» Data lines:
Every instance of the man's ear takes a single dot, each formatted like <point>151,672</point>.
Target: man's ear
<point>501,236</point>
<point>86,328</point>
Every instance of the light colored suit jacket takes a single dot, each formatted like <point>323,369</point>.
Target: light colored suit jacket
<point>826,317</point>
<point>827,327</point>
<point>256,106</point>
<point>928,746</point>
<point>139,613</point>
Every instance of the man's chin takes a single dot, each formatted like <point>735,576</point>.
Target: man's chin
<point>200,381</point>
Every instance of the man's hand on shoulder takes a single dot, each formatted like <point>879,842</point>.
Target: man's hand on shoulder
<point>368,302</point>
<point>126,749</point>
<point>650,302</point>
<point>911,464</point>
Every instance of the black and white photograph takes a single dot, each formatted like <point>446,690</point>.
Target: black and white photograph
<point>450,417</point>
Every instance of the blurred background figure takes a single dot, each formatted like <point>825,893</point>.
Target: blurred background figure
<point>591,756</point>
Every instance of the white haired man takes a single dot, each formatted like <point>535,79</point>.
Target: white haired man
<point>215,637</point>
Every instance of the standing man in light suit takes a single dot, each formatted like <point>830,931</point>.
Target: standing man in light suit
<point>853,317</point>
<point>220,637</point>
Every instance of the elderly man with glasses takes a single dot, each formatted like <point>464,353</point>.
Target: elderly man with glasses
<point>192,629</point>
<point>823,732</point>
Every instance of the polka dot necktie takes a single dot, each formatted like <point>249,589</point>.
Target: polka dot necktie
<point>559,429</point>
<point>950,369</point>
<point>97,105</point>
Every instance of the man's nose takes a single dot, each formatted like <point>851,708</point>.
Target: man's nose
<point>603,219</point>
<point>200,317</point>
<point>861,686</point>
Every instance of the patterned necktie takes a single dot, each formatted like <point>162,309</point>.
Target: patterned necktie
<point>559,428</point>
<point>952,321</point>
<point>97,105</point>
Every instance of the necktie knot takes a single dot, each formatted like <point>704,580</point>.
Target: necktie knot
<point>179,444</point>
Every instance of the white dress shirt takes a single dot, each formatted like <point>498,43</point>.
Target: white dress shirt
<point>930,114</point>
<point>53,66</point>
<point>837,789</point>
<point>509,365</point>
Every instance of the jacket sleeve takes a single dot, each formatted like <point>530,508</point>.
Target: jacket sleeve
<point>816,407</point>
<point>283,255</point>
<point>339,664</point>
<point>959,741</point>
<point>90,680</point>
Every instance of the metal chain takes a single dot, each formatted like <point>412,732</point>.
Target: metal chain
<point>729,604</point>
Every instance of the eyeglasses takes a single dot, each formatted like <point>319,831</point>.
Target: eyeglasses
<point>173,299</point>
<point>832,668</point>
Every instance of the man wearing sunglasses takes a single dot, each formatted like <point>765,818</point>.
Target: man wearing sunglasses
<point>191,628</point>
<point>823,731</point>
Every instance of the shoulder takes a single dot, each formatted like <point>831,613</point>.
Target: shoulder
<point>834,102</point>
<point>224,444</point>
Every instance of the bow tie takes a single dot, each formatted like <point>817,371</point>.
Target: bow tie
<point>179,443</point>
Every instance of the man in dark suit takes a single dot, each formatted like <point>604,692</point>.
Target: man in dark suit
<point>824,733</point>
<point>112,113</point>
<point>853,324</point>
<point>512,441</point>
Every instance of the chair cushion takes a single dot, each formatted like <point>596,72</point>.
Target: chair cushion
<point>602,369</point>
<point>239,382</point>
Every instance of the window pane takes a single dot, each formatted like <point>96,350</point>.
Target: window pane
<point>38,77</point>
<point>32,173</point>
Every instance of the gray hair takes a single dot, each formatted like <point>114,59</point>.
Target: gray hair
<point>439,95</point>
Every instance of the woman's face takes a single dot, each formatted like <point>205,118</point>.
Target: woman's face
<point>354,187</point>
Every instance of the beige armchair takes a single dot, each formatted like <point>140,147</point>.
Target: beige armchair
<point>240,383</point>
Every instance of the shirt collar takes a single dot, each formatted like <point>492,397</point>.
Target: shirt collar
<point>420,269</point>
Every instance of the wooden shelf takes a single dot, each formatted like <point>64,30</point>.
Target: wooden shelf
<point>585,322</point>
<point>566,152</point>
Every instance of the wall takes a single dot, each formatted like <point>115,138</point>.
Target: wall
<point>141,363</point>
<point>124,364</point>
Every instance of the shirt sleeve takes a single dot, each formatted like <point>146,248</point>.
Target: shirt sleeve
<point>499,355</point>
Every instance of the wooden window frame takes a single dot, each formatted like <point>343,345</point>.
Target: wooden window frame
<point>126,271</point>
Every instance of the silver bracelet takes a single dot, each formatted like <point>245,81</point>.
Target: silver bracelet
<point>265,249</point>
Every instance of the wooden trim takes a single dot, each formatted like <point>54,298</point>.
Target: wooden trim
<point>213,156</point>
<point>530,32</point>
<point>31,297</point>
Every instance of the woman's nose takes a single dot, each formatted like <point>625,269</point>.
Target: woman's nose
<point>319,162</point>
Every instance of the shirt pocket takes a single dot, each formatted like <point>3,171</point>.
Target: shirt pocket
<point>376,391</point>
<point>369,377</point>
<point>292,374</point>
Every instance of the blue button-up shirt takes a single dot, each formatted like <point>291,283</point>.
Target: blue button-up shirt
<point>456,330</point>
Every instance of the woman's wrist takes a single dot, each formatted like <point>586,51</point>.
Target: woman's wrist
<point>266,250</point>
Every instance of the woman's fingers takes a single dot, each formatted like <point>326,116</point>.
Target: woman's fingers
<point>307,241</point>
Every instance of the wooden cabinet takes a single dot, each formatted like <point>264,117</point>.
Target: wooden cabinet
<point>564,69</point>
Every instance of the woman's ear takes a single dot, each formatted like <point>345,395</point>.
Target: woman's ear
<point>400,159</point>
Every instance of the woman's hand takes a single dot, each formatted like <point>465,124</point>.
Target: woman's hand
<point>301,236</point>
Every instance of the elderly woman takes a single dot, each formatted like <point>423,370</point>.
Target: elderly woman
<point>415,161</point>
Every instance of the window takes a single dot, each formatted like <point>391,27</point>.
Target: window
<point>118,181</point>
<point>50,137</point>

» Short problem:
Copy every line of the data above word for word, with nothing added, left out, or changed.

» Solution for this exercise:
Every instance of the man's ear takes a single dot, each formatted like <point>151,672</point>.
Target: man's ear
<point>501,236</point>
<point>86,328</point>
Every instance of the light colored suit jacket takes a single dot, each formatted like <point>323,369</point>.
Target: light colored suit jacket
<point>826,317</point>
<point>827,327</point>
<point>256,106</point>
<point>928,746</point>
<point>139,613</point>
Every instance of the man's chin takes a single dot, each formatted like <point>735,576</point>.
Target: man's chin
<point>200,381</point>
Every instance of the man's hand on shoulder takes a single dot, each formatted like <point>879,842</point>.
Target: man's hand on shoulder
<point>368,302</point>
<point>126,749</point>
<point>650,302</point>
<point>911,464</point>
Every instance of the black and white photograph takes a single dot, each formatted like <point>446,690</point>.
Target: black and white photograph
<point>450,417</point>
Every instance of the blurred background figure takes a single dot, each formatted like <point>825,893</point>.
Target: blurred background figure
<point>591,756</point>
Every instance of the white haired man takes a single dot, each formatted like <point>535,79</point>.
Target: white haired man
<point>215,637</point>
Every instance of the standing man in light suit takes a single dot, each formatted like <point>830,931</point>.
Target: standing man in light suit
<point>853,317</point>
<point>220,637</point>
Every instance of the elderly man with glasses takes a single dot, each formatted like <point>464,353</point>.
Target: elderly man with glasses
<point>192,629</point>
<point>823,732</point>
Every instance of the polka dot necktie takes a single dot, each formatted like <point>249,589</point>.
Target: polka dot necktie
<point>559,429</point>
<point>950,369</point>
<point>97,105</point>
Every instance of the man's nose takes a single dot, each formatted like <point>851,708</point>.
Target: man's nose
<point>603,219</point>
<point>200,317</point>
<point>861,686</point>
Every instance of the patterned necktie takes a single dot, each formatted like <point>162,309</point>.
Target: patterned necktie
<point>559,428</point>
<point>952,321</point>
<point>97,105</point>
Every instance of the necktie knot takes a single dot, each formatted like <point>704,580</point>.
Target: necktie knot
<point>179,444</point>
Every instance of the white dress shirt takes a single dot, each formatted like <point>498,43</point>.
Target: white dress shirt
<point>930,114</point>
<point>53,66</point>
<point>837,789</point>
<point>509,365</point>
Every instance of the jacket sleeve takes a single dot, each formatted like <point>530,508</point>.
Target: jacket sleeve
<point>816,407</point>
<point>283,255</point>
<point>339,664</point>
<point>959,741</point>
<point>90,680</point>
Every instance of the metal chain takes a single dot, each formatted like <point>412,732</point>.
Target: metal chain
<point>729,604</point>
Every instance of the eyeglasses takes a single dot, each formatted like <point>319,831</point>.
Target: eyeglasses
<point>173,299</point>
<point>832,668</point>
Every instance of the man wearing sunglasses takes a single dot, each formatted like <point>765,818</point>.
Target: man wearing sunglasses
<point>191,628</point>
<point>823,731</point>
Every instance of the shoulder takes a single dot, each formatted like <point>831,613</point>.
Target: shoulder
<point>834,102</point>
<point>224,444</point>
Every instance of the bow tie takes a single dot, each formatted like <point>817,371</point>.
Target: bow tie
<point>179,443</point>
Every instance of the man in dark suit takes a single dot, each formatted like <point>604,692</point>.
Target: man in dark suit
<point>824,733</point>
<point>112,113</point>
<point>853,324</point>
<point>512,441</point>
Every instance of the chair cushion takes a single dot, each formatted like <point>596,72</point>.
Target: chair cushion
<point>602,369</point>
<point>239,382</point>
Every instance of the window pane takes a single dot, each formatted like <point>96,350</point>.
Target: window pane
<point>38,77</point>
<point>32,173</point>
Every instance of the gray hair takes a single dot, each formatted like <point>114,59</point>.
Target: gray hair
<point>439,95</point>
Every instance of the woman's face takes a single dot, each formatted like <point>205,118</point>.
Target: woman's face
<point>354,187</point>
Every instance of the beige armchair takes a single dot, each formatted like <point>140,147</point>.
Target: beige armchair
<point>240,383</point>
Every instance of the shirt collar takes a single dot, each formatted like <point>492,397</point>.
Target: shirt collar
<point>420,269</point>
Every instance of the wooden shelf takes a single dot, each formatted like <point>64,30</point>.
Target: wooden shelf
<point>585,322</point>
<point>566,152</point>
Every instance of the wall takes a single dot, each formatted like <point>115,138</point>.
Target: wall
<point>141,363</point>
<point>124,364</point>
Every instance of the shirt sleeve takes a single dot, each formatted like <point>146,248</point>.
Target: shirt sleeve
<point>499,355</point>
Every instance of the wooden window frame takes a single dot, each formatted like <point>343,345</point>.
Target: wooden window frame
<point>126,271</point>
Every instance of the silver bracelet takes a single dot, each formatted like <point>245,81</point>.
Target: silver bracelet
<point>265,249</point>
Every instance of the wooden trim takes a single dot, each formatted like <point>54,298</point>.
Target: wooden trim
<point>213,156</point>
<point>530,32</point>
<point>31,297</point>
Every instance of the woman's nose takes a single dot, each formatted like <point>625,269</point>.
Target: woman's nose
<point>319,162</point>
Every instance of the shirt pocket takes a single dot, each formatted like <point>3,171</point>.
Target: shirt pocket
<point>376,391</point>
<point>369,377</point>
<point>292,374</point>
Every instance of the blue button-up shirt takes a single dot, each formatted like <point>291,283</point>.
Target: blue button-up shirt
<point>456,330</point>
Every instance of the woman's wrist takes a single dot, each formatted like <point>586,51</point>.
Target: woman's wrist
<point>266,250</point>
Every instance of the woman's fingers takes a single dot, each formatted like <point>326,116</point>.
Target: woman's fingers
<point>307,241</point>
Every instance of the wooden cabinet takes a single dot, each formatted like <point>264,117</point>.
Target: wooden cabinet
<point>564,69</point>
Every instance of the woman's ear takes a single dot, each formatted like <point>345,395</point>.
Target: woman's ear
<point>400,159</point>
Every instance of the woman's hand takes a single dot, each formatted like <point>465,124</point>.
Target: woman's hand
<point>301,236</point>
Every instance of the elderly woman takes a single dot, each formatted like <point>423,370</point>.
Target: elderly woman
<point>415,161</point>
Every instance of the window takes a single dot, each formatted like <point>391,27</point>.
Target: window
<point>118,181</point>
<point>50,137</point>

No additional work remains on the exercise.